Work to complete — Exactly as written, quote every line that follows, skipping the images.

Records shown —

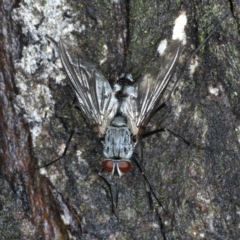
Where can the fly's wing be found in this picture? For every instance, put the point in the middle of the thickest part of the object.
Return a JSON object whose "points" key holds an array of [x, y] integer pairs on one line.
{"points": [[144, 96], [94, 93]]}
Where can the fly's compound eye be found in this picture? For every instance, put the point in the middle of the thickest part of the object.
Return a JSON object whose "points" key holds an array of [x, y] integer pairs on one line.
{"points": [[124, 166], [108, 165]]}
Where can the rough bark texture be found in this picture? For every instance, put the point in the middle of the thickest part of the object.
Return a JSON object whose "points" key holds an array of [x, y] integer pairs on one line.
{"points": [[198, 186]]}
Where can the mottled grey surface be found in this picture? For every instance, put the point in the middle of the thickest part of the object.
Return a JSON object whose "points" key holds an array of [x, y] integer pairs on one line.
{"points": [[198, 185]]}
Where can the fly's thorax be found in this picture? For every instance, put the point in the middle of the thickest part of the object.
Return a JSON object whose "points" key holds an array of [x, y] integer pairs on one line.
{"points": [[118, 143]]}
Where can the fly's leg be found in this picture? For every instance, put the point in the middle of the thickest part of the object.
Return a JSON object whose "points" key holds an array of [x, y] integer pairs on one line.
{"points": [[110, 190], [162, 226], [144, 135]]}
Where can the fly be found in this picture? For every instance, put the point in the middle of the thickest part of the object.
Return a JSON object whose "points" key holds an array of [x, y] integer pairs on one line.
{"points": [[119, 115]]}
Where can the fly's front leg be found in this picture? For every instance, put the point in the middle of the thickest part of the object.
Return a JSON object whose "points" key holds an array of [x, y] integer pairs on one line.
{"points": [[110, 190]]}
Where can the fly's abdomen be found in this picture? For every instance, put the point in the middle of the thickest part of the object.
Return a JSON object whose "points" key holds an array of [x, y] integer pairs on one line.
{"points": [[117, 143]]}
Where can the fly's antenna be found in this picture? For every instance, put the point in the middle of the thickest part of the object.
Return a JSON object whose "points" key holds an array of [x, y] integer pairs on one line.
{"points": [[194, 52]]}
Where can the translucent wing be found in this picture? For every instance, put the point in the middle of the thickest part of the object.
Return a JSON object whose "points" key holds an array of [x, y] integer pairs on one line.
{"points": [[143, 97], [93, 91]]}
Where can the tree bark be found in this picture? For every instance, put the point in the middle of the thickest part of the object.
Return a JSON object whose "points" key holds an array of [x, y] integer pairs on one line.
{"points": [[198, 185]]}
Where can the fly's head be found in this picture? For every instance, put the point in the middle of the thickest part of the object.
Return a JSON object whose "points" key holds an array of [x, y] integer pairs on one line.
{"points": [[117, 166]]}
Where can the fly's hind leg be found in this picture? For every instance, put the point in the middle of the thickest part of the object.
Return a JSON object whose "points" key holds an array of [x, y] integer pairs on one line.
{"points": [[151, 192], [144, 135]]}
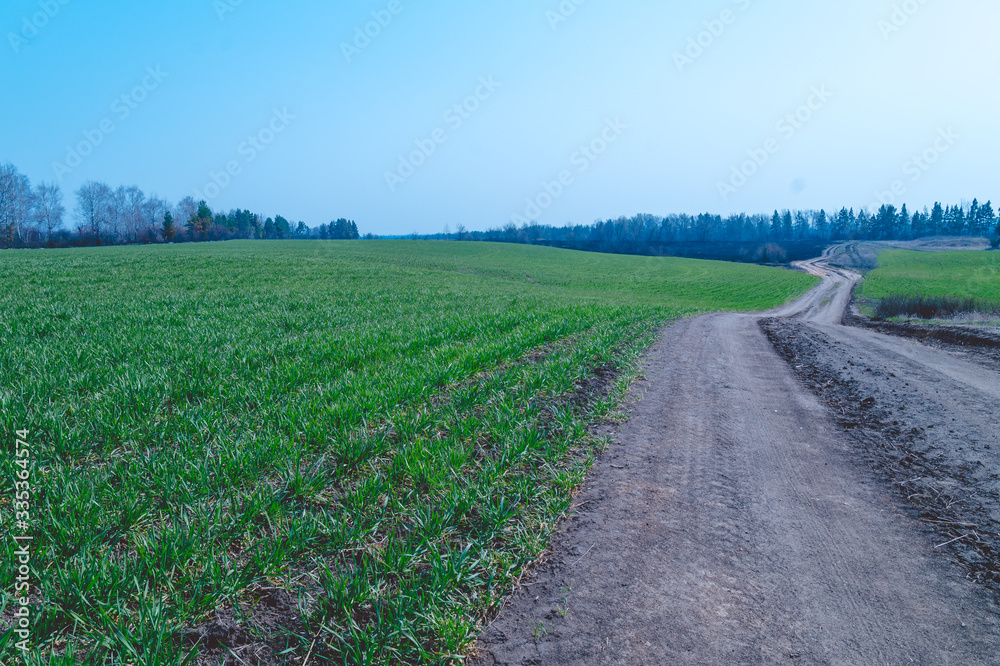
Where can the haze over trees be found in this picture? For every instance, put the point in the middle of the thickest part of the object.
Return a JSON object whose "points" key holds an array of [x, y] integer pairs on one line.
{"points": [[102, 215], [652, 234], [35, 217]]}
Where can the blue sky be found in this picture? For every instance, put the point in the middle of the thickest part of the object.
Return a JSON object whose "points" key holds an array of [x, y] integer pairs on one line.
{"points": [[697, 127]]}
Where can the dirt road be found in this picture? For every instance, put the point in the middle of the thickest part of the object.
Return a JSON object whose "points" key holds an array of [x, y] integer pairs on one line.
{"points": [[737, 520]]}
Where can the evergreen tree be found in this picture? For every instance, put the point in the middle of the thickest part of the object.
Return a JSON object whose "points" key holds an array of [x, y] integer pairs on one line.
{"points": [[787, 226], [975, 219], [936, 224], [168, 227]]}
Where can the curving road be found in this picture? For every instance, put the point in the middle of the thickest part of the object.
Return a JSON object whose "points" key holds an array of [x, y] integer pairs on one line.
{"points": [[733, 522]]}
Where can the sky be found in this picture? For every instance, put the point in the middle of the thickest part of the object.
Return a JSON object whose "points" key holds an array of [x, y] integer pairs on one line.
{"points": [[411, 116]]}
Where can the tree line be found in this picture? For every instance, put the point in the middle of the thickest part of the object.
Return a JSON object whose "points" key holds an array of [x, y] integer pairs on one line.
{"points": [[652, 234], [36, 217]]}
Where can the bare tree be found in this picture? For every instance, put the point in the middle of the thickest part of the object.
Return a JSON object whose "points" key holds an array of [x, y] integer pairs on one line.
{"points": [[49, 210], [16, 202], [186, 210], [132, 200], [93, 205], [153, 210]]}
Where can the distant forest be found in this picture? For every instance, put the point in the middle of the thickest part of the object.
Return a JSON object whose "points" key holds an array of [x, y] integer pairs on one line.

Final answer —
Where can the fly's wing be found in this picture? For every instance, put the point in the middle of the thickest part of the object.
Return a JSON object whose "points" key holds an array of [x, y] integer pairs on one line.
{"points": [[144, 96], [94, 93]]}
Where can the fly's compound eye be found in this picture? For every instance, put the point in the middle of the thickest part of the object.
Return a JSON object whose "points" key holds an array of [x, y] integer pairs on one line.
{"points": [[124, 166], [108, 165]]}
Where can the rough bark texture be found in this picture? For every instance, put the point in the middle of the thickest part of the object.
Return a JSON object whose "points" key holds an array of [x, y] integer pairs on one line.
{"points": [[198, 186]]}
Where can the mottled grey surface be found in this picture? For every instance, put the point in the middle of the thickest part of the object.
Return a JSON object whose "points" key holds an array of [x, y] integer pairs on one line.
{"points": [[198, 185]]}
Where can the fly's thorax be found in this picture? For every instance, put the point in the middle of the thickest part of the object.
Return a JSON object whose "points" key holds an array of [x, y] integer pairs on one line.
{"points": [[118, 143]]}
Where can the fly's leg be found in this picture? For every instance, put the point in the middle of the thickest part of the object.
Return a JSON object whose "points" key holds an array of [x, y] integer pairs on one line.
{"points": [[110, 190], [162, 226], [144, 135]]}
Where can the fly be found in this picture? For every instance, put the point in the middle of the thickest part of the object.
Return a JSON object whose "points" key holds an array of [x, y] integer pairs on one line.
{"points": [[119, 115]]}
Where can the fly's front leg be found in this picture? For every instance, put the point in the middle of the thickest part of the object.
Return a JSON object whose "points" key holds an array of [x, y] integer pairs on one line.
{"points": [[110, 190]]}
Where can the fly's abdomen be found in this picture? For every instance, put the point in the middle of the thickest part of the object.
Return a JSON object whose "points" key holds an array of [x, y] integer pairs on one line.
{"points": [[117, 143]]}
Where can the fly's antenna be found in this picture? For every instance, put the point in the middle of the thickest part of the object.
Return a JSON object whose "points" key holds an array of [x, y] integer pairs on one line.
{"points": [[194, 52]]}
Where can the translucent wing be found in this picture? For every instance, put the point in the middle of the thickest part of the object.
Return a JSON object whose "points" key holds an array of [x, y] integer pairs on one line.
{"points": [[143, 97], [93, 91]]}
Where can the tree bark be found in this picture? For every instance, put the point in the middle of the thickest part of the object.
Return a JSON object whose "points" key holds an array of [x, y] integer pairs on one line.
{"points": [[198, 185]]}
Where can the fly's head be found in this picture? For every instance, put the point in the middle of the thickest part of the object.
Return a JSON object whose "points" key holds an array of [x, y] integer pairs on one line.
{"points": [[117, 166]]}
Where can the fly's hind leg be found in this picture? For every instance, put the point in the middle of the thickest part of the object.
Return a JSON object whose "points" key holds an array of [x, y] integer pairs on one line.
{"points": [[151, 192], [144, 135]]}
Where can the haze over trees be found in this picture? For every instance, put the point in the middle of the thickest part of the object.
Return a JSON object whose "points" key holds an array of [x, y] integer pairs on one line.
{"points": [[102, 215], [652, 234], [35, 217]]}
Where can the blue sky be found in this picture? For every instance, put the point in the middle of the thickest part of the object.
Return a JSON object whose "points" key holds an array of [x, y] integer pairs on one line.
{"points": [[697, 127]]}
Where can the dirt road be found in this picture? For every instance, put the point in the middle of the thickest part of the object.
Return a JSON object whose "points" key holds an array of [x, y] integer pairs on one line.
{"points": [[737, 520]]}
Where can the evergreen tree be found in this picture? For every instance, put the point in the middle of the thickest part of the object.
Return a JSON object whose "points" key holds an array of [x, y] integer pairs on one line.
{"points": [[787, 226], [975, 219], [936, 224], [168, 227]]}
Where can the curving road be found in this picture? For every instance, put the point in the middle of the thickest part of the object.
Return a JSON object whose "points" key holds an array of [x, y] integer pairs on one line.
{"points": [[733, 522]]}
Where can the sky be found in this picture? For every instance, put the point in the middle of the thickest part of the object.
Return a JSON object whose "points" key holds an array of [x, y] integer pairs on one line.
{"points": [[411, 116]]}
Where can the tree line be found in this picture? For every instance, put the point in the middle of the thickest part of the object.
Return a JSON object whose "points" key holds an array of [x, y] integer pairs on one line.
{"points": [[652, 234], [36, 217]]}
Where can the bare tree be found in this picture? For every instance, put the point in the middle of the thickest part of the object.
Return a JSON object whose "points" key holds an array of [x, y] integer pairs on one line.
{"points": [[49, 210], [16, 202], [186, 210], [132, 200], [93, 205], [153, 210]]}
Where can the distant forest be found in this picture? For every instance, put the point in the middle of the thickest part of the object.
Return a JSON object whose "points" key holds an array of [x, y] integer pairs on one line.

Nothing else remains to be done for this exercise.